--- Study text Enclosed Below ---

Thursday, October 31, 2013

Shida Nyingi

Shida Nyingi means "many problems".

I've had quite a few issues crop up in the past few days.

First after the EKG machine was fixed, Dr. Frank asked me to take a look at our remote controlled microscope camera (because no good deed ever goes unpunished). This fancy device was donated so that we could have specialists in the US conduct biopsies on samples in our lab here. The only problem is that once we got it here and set up, it turns out that it doesn't work, and nobody can figure out why. I'm going to start digging into it later today.

Second, I got an urgent email yesterday from Dr. Frank saying that we need pictures of two of our pediatric heart patients. A couple of weeks ago, Dr. Reed--a visiting cardiologist-- identified some cases that were good candidates for surgery, and he put us in touch with an organization called Save a Child's Heart. SACH is an Israeli NGO that does heart surgery for needy children, and they agreed to take some of our kids and raise the $10,000 needed for each child's operation. We just need to find the money to get the children to Israel for the surgery. Anyway, there's an organization in the US that is trying to raise the money, and they asked us for pictures of the kids to put in their publications. Of course Dr. Frank gets 10,000 emails per day, so this one sat for two weeks before he forwarded it to me. As a result, we need the pictures a week ago. One of the little girls lives in Karatu, and one of our staff knew her family so we drove to her house after work, and I snapped the shot.

Dr. Frank wanted me to drive out there on his four-wheeler ATV, but I declined.

For the other little girl, we've been having more difficulties. She was last seen at FAME a year ago. The telephone number we have on record is disconnected, and nobody can remember which orphanage she came from. Luckily a group came up from a school in her town today, and I met a girl from the States who said she would help track the little girl down and take the picture for me. Someone on our staff may also have more information on where to find her, but the clinic has been so busy today that I haven't been able to speak with him.

--- End of Enclosed Study text ---
--- Data excerpt Enclosed Below ---

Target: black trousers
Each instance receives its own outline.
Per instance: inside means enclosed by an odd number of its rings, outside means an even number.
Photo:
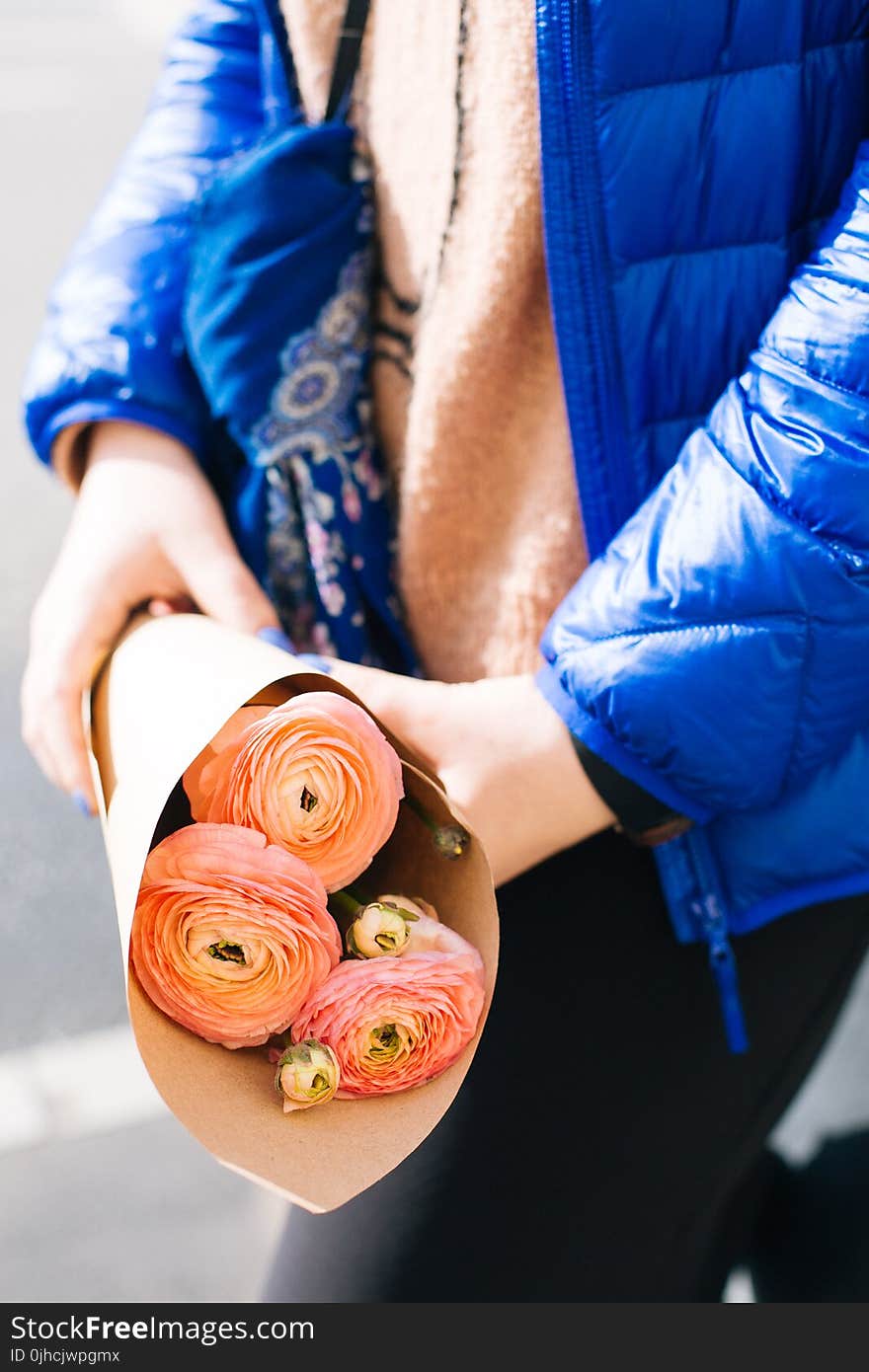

--- End of Enclosed Data excerpt ---

Task requirements
- 1) Reproduce the stretch of the Shida Nyingi post from "First after the" through "it later today.".
- 2) In the Shida Nyingi post, what kind of organization is Save a Child's Heart?

Solutions
- 1)
First after the EKG machine was fixed, Dr. Frank asked me to take a look at our remote controlled microscope camera (because no good deed ever goes unpunished). This fancy device was donated so that we could have specialists in the US conduct biopsies on samples in our lab here. The only problem is that once we got it here and set up, it turns out that it doesn't work, and nobody can figure out why. I'm going to start digging into it later today.

- 2) An Israeli NGO that does heart surgery for needy children.